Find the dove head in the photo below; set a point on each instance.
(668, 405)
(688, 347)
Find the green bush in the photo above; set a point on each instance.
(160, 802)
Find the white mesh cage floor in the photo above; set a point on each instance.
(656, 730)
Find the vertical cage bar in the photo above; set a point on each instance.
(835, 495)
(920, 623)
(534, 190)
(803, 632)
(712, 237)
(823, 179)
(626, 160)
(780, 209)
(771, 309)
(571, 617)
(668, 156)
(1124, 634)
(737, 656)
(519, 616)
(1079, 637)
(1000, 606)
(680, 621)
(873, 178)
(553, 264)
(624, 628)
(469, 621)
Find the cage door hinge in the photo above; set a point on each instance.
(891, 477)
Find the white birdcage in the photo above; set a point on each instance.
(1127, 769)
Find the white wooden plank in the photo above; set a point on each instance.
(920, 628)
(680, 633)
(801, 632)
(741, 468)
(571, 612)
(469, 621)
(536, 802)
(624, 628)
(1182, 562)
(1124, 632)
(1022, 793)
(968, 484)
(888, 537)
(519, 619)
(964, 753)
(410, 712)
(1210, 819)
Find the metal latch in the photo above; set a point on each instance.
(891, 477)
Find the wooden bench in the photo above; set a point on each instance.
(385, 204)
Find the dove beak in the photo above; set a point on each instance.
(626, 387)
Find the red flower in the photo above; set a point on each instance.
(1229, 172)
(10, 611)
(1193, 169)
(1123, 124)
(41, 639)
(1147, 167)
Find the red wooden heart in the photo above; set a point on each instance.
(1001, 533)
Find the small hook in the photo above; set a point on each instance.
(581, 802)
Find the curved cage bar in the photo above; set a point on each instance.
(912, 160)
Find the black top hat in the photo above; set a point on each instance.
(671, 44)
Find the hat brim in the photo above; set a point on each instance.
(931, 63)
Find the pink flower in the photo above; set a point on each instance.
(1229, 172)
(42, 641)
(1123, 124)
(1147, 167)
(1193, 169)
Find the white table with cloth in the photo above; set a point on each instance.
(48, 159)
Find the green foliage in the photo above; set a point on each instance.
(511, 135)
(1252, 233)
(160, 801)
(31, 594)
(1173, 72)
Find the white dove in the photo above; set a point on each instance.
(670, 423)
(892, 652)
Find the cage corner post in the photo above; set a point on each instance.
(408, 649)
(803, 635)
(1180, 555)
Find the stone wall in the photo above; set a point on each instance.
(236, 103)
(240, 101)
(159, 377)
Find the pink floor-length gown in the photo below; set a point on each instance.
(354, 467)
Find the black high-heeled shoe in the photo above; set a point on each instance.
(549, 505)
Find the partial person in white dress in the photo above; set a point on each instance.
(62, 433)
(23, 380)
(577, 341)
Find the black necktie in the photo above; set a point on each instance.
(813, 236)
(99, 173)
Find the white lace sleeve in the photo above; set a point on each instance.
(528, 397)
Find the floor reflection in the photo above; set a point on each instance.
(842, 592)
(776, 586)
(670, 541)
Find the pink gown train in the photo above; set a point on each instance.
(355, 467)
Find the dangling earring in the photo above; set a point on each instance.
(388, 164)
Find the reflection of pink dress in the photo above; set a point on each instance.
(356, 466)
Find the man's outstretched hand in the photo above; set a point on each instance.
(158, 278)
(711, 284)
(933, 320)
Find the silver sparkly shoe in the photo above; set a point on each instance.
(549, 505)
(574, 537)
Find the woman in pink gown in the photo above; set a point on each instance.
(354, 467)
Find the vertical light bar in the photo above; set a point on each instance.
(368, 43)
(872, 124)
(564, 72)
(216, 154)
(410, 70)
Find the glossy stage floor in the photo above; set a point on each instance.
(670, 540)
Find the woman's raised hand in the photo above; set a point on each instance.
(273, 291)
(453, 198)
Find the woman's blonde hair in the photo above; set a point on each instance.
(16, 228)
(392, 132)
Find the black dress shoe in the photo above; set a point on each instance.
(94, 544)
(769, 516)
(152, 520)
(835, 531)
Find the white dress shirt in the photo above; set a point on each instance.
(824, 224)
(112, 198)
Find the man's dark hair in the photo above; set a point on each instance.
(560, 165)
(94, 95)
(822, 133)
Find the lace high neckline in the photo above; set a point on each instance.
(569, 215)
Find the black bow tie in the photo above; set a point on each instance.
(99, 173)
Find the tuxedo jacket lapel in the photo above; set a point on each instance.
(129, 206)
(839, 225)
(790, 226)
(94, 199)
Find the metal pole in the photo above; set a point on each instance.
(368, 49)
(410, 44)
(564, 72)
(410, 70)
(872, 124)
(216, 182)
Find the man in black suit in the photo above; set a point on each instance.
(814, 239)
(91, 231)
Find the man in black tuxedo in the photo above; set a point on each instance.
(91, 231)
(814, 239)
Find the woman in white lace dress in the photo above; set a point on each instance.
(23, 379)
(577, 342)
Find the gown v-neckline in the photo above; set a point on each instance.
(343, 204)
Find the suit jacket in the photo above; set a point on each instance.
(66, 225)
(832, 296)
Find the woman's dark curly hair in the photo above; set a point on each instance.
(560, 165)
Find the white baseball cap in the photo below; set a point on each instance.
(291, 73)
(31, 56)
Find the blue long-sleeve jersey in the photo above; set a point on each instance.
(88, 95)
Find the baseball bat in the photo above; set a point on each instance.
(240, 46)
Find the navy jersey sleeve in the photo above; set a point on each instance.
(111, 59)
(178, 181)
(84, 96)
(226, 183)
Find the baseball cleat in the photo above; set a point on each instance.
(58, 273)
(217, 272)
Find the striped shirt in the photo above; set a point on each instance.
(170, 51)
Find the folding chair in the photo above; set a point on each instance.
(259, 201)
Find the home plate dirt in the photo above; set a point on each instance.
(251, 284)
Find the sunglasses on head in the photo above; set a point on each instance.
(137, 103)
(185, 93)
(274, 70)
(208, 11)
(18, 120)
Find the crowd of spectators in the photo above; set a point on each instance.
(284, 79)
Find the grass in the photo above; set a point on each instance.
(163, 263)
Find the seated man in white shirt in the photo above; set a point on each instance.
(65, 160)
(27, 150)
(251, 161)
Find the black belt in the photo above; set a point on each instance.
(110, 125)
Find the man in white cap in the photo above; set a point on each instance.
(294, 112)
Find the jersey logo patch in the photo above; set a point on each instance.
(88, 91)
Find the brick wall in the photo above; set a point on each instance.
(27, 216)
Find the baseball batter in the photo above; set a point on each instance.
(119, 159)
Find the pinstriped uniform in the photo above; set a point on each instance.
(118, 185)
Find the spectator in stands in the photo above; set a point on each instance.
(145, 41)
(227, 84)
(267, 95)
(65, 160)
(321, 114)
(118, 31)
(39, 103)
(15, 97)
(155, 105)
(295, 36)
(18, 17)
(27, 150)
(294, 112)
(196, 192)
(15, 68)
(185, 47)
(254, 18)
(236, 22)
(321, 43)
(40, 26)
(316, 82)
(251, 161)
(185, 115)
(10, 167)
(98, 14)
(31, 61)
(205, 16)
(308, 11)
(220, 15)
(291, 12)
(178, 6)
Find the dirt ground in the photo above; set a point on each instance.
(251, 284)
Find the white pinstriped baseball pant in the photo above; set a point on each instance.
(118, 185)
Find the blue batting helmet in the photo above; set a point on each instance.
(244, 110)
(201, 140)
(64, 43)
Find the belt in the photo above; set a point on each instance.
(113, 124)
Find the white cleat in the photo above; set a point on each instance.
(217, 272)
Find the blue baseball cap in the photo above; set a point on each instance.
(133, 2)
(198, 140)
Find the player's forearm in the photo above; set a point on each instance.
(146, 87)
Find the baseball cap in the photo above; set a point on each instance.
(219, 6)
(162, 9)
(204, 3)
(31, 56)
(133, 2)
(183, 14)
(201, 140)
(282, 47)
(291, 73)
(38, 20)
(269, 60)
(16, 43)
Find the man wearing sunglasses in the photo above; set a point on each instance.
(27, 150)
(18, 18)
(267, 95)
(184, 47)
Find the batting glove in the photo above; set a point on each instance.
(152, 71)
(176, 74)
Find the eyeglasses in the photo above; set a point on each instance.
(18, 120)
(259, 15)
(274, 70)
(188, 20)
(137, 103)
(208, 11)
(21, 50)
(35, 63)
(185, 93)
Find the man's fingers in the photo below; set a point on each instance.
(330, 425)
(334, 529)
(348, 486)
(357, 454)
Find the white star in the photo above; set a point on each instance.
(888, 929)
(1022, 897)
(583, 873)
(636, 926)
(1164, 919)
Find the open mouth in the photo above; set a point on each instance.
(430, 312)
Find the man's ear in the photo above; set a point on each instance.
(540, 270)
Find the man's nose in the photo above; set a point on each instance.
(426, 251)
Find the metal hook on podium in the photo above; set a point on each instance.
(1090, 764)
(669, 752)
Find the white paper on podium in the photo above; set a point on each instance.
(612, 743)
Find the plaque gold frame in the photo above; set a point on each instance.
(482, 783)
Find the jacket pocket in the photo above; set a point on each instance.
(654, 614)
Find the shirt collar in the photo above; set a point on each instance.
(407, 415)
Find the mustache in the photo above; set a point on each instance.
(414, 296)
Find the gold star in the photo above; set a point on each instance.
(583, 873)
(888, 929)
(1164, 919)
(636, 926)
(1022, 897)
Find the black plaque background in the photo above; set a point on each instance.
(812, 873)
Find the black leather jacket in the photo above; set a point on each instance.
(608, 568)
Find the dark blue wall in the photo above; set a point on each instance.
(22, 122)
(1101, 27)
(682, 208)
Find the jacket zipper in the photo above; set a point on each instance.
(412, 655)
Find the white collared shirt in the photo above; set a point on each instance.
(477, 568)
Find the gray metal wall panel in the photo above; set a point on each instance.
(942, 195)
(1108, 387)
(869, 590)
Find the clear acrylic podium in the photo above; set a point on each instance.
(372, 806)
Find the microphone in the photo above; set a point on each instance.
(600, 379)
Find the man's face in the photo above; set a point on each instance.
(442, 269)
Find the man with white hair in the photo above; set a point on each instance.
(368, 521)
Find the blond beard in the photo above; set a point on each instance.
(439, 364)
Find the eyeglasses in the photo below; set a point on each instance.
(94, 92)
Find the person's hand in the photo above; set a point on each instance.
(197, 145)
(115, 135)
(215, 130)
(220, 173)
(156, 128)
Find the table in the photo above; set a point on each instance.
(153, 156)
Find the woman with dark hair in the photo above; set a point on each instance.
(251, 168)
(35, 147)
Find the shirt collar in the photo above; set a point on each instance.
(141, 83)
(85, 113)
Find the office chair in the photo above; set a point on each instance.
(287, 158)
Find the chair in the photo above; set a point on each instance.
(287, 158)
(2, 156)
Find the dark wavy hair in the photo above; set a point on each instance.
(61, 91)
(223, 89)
################
* _Stated problem_
Reproduce word for word everything from the line containing "Find the woman with" down to the last line of the items above, including both of those lines.

* _Task response_
Find the woman with dark hair in the photo above; set a point on each instance.
(251, 168)
(35, 147)
Find the shirt collar in the photo above; set a point on each instance.
(141, 83)
(85, 113)
Find the office chair in the photo above; set a point on each instance.
(287, 158)
Find the chair in the photo above; set a point on each instance.
(287, 158)
(2, 156)
Find the dark wavy hair in the photo above; set a point on each instance.
(61, 91)
(223, 89)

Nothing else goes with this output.